Set problem
Please render every item below as a two-column CSV with the headers input and output, one row per item. Put each item's text and its answer in their own quoted fields, with line breaks turned into spaces.

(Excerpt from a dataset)
-- begin --
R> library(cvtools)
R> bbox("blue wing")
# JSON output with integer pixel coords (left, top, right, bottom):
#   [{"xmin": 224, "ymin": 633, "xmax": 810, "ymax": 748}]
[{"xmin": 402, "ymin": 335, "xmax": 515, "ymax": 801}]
-- end --
Exercise answer
input,output
"R> library(cvtools) R> bbox(""blue wing"") # JSON output with integer pixel coords (left, top, right, bottom): #   [{""xmin"": 224, ""ymin"": 633, ""xmax"": 810, ""ymax"": 748}]","[{""xmin"": 402, ""ymin"": 335, ""xmax"": 515, ""ymax"": 801}]"